> Exercise
Rewrite the records from the line with "Point out where the water" up to and including the line with "0,0 -> 494,1024", replacing "cherry blossom tree" with "willow tree" and leaving everything else unchanged. Give only those lines.

> Data extract
##########

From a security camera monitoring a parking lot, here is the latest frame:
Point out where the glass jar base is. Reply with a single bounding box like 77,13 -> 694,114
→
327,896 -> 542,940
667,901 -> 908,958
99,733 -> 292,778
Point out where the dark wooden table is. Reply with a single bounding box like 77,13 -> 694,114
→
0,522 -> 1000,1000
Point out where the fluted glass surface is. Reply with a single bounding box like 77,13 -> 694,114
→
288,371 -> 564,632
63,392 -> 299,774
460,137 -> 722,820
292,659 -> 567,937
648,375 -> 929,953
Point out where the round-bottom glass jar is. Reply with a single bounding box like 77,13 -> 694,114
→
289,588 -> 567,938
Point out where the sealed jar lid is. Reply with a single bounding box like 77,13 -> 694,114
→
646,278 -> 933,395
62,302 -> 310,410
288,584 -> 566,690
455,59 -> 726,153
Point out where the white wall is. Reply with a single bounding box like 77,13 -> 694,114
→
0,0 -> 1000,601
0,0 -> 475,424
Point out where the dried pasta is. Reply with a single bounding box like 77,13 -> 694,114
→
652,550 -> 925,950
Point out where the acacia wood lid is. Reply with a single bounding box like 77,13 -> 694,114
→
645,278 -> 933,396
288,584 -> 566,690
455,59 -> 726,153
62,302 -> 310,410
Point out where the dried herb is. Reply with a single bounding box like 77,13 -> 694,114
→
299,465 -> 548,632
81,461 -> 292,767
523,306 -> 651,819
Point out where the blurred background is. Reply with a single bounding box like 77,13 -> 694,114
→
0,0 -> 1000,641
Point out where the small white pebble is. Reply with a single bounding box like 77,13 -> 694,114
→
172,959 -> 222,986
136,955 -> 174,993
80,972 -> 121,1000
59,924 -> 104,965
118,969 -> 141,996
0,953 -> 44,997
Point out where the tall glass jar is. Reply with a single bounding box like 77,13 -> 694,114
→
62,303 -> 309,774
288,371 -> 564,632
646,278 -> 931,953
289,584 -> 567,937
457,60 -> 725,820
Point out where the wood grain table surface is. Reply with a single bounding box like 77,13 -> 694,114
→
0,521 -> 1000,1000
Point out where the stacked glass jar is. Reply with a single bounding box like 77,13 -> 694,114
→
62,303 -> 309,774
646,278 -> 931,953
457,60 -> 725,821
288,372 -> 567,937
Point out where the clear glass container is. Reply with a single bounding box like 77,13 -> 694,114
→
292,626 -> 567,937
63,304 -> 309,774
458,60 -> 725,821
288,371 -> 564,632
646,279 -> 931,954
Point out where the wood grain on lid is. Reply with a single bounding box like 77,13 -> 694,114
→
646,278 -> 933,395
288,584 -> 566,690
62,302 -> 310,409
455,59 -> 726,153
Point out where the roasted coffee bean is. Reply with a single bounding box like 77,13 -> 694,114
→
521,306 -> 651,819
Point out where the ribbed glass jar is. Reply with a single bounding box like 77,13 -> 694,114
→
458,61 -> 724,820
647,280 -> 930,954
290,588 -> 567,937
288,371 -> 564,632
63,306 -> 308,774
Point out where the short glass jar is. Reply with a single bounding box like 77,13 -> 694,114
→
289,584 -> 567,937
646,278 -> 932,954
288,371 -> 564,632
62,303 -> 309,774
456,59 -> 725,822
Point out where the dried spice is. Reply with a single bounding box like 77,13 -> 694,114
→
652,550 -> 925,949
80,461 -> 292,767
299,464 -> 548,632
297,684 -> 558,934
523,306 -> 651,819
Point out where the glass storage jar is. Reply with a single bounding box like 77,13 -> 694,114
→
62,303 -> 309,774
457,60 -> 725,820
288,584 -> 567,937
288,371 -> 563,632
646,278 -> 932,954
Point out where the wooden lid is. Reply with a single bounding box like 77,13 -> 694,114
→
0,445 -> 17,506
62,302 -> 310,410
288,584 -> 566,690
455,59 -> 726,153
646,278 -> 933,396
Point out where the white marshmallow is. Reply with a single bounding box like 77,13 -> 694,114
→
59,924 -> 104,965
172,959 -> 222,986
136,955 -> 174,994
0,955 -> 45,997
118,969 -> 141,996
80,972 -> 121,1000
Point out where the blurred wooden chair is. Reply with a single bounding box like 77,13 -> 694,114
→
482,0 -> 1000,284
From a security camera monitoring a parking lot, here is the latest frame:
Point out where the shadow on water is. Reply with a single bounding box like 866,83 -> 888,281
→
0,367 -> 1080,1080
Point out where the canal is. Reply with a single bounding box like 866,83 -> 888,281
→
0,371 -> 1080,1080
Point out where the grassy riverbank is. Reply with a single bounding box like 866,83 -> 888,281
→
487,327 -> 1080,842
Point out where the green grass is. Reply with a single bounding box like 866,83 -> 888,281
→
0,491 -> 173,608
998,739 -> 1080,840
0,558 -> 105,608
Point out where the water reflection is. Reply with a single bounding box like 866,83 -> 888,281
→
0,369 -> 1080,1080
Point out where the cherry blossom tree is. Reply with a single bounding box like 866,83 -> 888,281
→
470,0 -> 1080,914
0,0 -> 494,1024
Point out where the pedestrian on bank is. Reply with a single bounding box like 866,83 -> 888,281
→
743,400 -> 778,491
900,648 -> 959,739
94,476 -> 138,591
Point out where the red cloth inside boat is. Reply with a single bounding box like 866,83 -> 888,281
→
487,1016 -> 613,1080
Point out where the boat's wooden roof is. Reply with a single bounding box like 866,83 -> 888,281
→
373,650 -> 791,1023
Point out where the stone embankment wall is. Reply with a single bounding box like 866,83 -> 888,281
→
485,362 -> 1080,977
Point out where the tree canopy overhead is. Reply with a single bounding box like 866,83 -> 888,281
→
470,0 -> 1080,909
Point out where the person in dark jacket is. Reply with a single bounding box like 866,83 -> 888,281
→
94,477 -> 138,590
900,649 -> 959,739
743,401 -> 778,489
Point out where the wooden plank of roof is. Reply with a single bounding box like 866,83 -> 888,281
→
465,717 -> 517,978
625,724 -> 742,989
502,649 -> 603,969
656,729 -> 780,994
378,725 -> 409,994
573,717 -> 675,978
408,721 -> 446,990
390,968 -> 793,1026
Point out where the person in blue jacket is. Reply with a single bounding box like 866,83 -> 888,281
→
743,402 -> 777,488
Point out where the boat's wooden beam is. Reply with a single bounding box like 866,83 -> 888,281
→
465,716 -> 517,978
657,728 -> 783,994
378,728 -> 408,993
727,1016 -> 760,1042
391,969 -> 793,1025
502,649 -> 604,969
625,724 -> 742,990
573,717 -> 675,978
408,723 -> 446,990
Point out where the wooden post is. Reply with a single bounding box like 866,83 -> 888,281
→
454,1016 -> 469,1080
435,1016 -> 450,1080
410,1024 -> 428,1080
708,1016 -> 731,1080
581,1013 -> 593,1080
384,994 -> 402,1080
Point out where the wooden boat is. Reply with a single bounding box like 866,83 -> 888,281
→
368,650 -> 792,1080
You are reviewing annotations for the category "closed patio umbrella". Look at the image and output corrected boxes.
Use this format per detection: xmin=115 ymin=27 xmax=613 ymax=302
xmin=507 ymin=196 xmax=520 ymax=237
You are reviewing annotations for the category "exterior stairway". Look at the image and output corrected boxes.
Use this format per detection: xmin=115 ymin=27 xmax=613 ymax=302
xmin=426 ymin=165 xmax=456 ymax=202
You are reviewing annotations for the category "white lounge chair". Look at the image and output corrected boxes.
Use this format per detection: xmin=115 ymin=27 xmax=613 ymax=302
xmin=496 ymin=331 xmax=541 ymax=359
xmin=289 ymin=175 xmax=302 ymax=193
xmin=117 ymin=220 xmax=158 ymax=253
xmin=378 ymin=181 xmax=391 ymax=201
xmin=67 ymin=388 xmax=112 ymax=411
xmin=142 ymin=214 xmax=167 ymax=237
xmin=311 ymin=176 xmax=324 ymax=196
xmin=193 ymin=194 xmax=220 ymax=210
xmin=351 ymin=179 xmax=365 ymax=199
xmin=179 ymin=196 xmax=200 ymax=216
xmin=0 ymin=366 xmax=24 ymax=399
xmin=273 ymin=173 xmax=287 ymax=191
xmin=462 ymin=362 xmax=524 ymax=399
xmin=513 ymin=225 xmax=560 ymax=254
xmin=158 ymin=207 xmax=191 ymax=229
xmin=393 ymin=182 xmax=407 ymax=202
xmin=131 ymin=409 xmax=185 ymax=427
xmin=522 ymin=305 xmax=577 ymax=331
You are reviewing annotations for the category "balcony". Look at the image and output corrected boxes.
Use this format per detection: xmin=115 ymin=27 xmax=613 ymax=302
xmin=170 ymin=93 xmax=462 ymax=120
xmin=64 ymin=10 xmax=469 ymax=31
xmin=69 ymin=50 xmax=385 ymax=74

##########

> Complete output
Point out where the water reflection is. Reply with a single bounding box like 866,83 -> 888,281
→
0,369 -> 1080,1080
Point out where the willow tree is. Reply with a single bounding box like 866,83 -> 888,281
→
470,0 -> 1080,914
0,0 -> 494,1024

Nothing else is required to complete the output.